Stored data entries:

'''

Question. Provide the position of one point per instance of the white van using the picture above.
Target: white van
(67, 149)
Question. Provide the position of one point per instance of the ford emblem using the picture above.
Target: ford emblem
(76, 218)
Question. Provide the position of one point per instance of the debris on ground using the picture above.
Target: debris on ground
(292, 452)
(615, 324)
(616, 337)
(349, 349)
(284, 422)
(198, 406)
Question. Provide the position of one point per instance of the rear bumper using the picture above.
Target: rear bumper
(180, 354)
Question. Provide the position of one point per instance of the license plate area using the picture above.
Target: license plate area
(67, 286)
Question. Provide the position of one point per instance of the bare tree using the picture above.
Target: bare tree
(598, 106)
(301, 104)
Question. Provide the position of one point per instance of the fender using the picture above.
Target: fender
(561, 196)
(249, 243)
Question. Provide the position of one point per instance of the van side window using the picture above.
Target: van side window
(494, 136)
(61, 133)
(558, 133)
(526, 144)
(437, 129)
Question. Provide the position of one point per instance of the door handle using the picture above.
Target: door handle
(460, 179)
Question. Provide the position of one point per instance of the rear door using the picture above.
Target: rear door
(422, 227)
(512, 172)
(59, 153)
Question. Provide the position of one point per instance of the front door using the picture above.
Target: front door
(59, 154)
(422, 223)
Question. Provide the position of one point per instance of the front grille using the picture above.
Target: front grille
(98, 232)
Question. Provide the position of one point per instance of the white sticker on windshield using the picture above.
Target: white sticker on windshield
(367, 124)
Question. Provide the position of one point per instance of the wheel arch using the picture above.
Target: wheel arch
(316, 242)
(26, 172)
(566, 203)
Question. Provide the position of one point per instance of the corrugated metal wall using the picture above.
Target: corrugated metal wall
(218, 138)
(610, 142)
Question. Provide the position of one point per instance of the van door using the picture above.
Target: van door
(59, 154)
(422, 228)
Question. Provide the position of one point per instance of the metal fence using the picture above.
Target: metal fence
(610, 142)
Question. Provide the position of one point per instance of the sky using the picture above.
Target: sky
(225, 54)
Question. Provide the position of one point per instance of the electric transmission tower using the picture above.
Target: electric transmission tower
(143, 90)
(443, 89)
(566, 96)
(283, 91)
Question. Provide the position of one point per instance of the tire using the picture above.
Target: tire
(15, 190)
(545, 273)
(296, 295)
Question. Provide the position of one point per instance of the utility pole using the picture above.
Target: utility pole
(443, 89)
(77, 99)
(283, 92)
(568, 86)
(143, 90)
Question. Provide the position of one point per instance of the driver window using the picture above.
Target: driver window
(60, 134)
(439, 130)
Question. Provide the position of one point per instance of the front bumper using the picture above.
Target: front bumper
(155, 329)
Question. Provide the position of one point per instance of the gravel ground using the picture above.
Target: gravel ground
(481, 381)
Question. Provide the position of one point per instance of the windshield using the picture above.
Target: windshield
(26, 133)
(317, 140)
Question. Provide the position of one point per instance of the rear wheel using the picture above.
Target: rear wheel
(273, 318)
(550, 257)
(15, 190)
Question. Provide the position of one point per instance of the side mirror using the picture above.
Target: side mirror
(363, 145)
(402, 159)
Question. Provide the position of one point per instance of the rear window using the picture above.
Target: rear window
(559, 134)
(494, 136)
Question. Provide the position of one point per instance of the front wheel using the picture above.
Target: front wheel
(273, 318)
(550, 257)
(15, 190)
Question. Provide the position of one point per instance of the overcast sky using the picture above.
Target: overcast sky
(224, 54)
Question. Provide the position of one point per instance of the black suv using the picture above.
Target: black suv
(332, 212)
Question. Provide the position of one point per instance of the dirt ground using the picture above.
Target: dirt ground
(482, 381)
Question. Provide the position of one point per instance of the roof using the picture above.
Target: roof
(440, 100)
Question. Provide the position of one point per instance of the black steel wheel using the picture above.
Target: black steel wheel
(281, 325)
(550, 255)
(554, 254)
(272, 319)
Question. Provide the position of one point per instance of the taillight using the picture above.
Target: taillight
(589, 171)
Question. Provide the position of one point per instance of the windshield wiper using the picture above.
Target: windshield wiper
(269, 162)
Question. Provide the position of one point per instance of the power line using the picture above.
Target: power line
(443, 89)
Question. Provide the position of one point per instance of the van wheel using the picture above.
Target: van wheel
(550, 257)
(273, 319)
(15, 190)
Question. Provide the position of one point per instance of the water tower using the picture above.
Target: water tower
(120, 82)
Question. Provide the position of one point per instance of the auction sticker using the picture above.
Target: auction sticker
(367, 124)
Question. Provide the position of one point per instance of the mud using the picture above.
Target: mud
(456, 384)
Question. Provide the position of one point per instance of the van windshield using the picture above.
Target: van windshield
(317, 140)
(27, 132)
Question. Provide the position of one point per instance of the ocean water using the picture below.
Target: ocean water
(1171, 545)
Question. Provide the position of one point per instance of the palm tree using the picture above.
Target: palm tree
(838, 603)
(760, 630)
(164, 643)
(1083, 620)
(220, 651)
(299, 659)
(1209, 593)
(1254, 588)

'''

■ EXERCISE REQUIREMENTS:
From the entries above, write out only the lines starting at the line that holds "fence using the picture above." and ending at the line that holds "transmission tower using the picture above.", keeping both and matching them exactly.

■ EXERCISE RESULT:
Question. Provide the position of one point per instance of the metal fence using the picture above.
Target: metal fence
(610, 142)
Question. Provide the position of one point per instance of the sky using the picture above.
Target: sky
(225, 54)
Question. Provide the position of one point per instance of the electric transmission tower using the picture above.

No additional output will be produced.